> **Given entries**

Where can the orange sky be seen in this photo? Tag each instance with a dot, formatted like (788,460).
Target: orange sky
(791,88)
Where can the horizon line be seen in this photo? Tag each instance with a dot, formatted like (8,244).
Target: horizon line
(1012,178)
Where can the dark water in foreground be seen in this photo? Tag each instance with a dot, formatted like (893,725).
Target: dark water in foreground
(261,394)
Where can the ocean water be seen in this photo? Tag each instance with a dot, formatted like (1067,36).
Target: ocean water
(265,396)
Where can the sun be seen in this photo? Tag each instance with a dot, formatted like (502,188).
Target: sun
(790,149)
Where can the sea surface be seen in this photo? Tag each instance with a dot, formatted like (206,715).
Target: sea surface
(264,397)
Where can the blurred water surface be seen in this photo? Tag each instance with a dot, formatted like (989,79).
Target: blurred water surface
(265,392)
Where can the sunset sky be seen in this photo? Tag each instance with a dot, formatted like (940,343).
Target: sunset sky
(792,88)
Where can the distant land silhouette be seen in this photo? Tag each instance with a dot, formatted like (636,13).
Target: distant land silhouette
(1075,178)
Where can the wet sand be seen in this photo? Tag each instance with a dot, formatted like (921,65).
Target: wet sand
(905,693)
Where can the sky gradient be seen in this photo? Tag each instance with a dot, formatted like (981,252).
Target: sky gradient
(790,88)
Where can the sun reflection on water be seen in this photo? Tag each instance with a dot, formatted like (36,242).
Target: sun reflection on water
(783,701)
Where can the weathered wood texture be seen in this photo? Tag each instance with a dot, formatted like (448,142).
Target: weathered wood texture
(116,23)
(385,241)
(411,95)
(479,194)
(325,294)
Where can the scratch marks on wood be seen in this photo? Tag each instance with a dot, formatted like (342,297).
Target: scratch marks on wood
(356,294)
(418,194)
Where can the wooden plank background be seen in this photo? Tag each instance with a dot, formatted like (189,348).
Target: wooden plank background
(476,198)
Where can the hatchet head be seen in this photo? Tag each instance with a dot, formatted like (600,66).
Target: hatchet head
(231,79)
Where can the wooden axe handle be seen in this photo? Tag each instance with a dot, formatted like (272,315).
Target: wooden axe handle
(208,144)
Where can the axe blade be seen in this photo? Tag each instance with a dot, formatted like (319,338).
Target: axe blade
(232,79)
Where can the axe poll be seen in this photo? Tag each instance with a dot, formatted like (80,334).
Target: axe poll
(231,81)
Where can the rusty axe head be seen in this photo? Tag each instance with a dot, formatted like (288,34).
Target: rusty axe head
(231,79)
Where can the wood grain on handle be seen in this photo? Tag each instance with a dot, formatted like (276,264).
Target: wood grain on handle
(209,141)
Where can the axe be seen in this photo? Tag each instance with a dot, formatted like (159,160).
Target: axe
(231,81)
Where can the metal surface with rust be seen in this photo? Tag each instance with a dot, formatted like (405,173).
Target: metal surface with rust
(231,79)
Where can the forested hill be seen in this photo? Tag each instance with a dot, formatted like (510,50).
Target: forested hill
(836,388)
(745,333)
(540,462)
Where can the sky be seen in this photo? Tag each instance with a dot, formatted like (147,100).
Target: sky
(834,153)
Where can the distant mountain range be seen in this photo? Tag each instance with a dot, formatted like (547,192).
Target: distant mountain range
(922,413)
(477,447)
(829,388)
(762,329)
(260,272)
==
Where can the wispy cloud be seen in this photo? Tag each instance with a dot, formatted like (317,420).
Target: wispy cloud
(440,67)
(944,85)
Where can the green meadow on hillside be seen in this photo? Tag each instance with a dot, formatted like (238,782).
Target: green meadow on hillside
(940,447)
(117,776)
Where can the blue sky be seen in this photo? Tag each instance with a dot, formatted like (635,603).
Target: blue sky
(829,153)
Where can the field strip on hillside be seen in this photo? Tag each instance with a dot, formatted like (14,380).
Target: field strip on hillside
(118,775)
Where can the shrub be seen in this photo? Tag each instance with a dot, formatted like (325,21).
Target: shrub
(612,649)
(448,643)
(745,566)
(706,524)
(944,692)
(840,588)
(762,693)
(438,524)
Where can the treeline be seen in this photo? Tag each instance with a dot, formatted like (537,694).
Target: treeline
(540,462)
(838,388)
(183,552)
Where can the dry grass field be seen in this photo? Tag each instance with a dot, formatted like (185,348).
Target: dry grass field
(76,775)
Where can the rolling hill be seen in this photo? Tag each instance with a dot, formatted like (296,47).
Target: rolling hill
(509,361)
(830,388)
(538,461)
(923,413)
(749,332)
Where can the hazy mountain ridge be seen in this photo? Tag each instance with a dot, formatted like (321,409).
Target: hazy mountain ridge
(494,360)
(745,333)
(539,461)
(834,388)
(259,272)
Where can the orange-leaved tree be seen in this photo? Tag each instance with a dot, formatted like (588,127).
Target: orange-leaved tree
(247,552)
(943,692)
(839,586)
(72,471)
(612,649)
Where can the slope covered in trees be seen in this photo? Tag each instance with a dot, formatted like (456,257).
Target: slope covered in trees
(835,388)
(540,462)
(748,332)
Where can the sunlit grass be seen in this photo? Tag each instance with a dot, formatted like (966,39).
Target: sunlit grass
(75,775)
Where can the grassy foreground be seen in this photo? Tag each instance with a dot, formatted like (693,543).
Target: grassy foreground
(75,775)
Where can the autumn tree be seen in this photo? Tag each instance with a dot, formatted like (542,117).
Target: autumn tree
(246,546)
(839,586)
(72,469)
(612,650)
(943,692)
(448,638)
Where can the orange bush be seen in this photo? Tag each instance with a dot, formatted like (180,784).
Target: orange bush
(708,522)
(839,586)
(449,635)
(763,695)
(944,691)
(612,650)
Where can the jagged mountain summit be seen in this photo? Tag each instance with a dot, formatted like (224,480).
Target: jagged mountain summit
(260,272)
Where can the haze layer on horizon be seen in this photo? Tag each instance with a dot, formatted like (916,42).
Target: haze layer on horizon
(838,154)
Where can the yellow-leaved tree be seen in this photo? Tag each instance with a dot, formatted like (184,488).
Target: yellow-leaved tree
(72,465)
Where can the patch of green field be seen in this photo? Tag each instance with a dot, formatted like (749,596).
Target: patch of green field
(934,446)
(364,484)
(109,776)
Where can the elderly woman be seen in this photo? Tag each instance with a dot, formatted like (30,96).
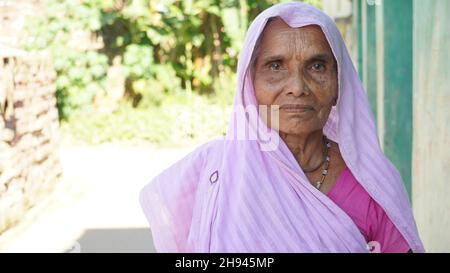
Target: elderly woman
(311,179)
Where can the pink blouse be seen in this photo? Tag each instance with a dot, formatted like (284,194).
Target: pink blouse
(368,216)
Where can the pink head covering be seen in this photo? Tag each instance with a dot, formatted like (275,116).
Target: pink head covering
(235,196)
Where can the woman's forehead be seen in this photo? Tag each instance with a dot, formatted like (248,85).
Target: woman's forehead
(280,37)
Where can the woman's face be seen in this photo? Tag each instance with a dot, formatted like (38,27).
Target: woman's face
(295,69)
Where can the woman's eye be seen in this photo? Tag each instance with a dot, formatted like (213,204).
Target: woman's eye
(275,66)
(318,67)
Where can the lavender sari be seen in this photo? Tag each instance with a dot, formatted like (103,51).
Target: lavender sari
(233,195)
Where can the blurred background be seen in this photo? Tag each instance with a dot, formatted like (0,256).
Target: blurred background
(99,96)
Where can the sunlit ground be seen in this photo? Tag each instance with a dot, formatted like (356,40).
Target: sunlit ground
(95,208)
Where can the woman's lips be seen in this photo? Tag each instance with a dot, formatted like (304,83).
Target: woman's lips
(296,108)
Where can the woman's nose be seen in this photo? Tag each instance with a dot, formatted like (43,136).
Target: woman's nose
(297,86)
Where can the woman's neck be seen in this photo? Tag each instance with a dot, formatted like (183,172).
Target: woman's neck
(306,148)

> **Exercise instructions**
Everything above from the line with "Target: grassy foreground" to the line with "Where can the orange bush", both included, must be repeated exactly, and nothing outside that range.

> **Expected answer**
Target: grassy foreground
(75,775)
Where can the autumn tree be seen in this photo? Tag each instance with a dot, formatted like (542,117).
Target: autumn tree
(246,546)
(839,586)
(72,469)
(612,650)
(943,692)
(448,638)
Where can the orange bush be seen in this photo? Tag each instance with a dot, formatted like (180,784).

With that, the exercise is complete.